* [WHAT YOU ARE ASKED TO DO] Go through the entries below and copy each line that holds the word "window".

(Records from a data collection)
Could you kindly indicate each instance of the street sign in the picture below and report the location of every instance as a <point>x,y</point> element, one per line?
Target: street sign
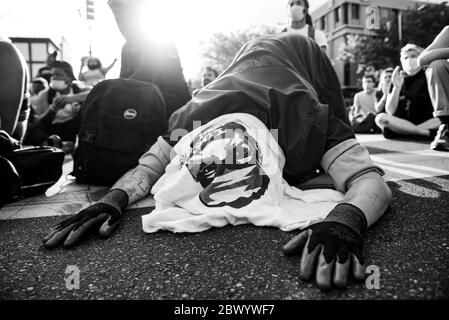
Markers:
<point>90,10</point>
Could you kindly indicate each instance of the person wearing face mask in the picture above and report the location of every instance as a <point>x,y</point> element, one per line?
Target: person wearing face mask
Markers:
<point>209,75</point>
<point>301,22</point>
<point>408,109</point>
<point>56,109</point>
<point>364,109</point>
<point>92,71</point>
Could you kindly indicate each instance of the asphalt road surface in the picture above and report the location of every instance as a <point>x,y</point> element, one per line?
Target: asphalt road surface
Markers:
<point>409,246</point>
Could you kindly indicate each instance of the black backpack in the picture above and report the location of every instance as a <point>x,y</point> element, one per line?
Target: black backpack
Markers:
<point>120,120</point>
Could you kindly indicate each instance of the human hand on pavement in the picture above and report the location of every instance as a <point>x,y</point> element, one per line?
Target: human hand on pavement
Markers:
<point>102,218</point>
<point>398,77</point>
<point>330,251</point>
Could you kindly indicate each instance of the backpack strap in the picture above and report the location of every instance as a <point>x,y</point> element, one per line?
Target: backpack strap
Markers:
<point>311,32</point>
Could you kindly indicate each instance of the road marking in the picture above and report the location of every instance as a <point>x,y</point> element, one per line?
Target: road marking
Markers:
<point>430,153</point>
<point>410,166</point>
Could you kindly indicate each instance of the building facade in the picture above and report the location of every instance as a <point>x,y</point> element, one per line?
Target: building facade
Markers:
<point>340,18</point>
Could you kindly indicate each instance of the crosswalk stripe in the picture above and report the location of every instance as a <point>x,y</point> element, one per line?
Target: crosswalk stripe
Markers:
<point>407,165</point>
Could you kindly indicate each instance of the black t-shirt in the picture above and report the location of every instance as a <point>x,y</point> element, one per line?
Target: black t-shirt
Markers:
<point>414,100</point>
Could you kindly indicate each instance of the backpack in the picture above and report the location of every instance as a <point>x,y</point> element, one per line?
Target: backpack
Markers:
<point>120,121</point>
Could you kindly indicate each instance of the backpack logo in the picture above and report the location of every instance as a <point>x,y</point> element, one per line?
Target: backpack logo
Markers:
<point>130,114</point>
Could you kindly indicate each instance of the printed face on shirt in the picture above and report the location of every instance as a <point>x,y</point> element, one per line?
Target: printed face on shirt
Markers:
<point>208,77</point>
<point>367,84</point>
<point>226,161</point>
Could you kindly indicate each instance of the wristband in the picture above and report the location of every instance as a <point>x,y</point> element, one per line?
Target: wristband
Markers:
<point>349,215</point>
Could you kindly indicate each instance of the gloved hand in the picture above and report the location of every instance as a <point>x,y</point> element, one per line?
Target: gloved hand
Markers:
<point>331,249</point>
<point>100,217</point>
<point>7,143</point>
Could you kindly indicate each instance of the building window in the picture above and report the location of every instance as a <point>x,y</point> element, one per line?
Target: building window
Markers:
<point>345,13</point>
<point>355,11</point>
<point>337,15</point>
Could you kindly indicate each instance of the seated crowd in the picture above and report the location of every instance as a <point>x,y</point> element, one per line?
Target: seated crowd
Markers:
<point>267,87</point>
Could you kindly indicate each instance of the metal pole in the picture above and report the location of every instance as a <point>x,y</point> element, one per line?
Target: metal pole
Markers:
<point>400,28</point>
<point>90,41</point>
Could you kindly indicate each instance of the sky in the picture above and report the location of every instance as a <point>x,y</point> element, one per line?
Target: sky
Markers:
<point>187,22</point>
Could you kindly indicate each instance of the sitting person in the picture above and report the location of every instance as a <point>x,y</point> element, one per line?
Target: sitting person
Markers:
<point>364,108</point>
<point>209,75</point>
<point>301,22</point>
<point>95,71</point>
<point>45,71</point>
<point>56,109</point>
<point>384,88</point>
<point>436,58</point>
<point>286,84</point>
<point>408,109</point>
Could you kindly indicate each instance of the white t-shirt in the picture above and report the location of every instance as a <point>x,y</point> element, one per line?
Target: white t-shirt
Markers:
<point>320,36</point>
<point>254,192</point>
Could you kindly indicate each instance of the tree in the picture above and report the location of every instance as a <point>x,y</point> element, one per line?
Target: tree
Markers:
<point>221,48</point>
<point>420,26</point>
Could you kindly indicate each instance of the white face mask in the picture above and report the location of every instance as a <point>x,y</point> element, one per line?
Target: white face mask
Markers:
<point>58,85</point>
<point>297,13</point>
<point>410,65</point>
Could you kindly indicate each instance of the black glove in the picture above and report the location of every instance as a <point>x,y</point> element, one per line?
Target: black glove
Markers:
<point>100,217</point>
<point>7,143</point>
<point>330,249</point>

* [TASK RESPONSE]
Could you kindly indicate each instance of the building window in the picture above and report the location of every instance as a <point>x,y</point> element, one per line?
Target: building window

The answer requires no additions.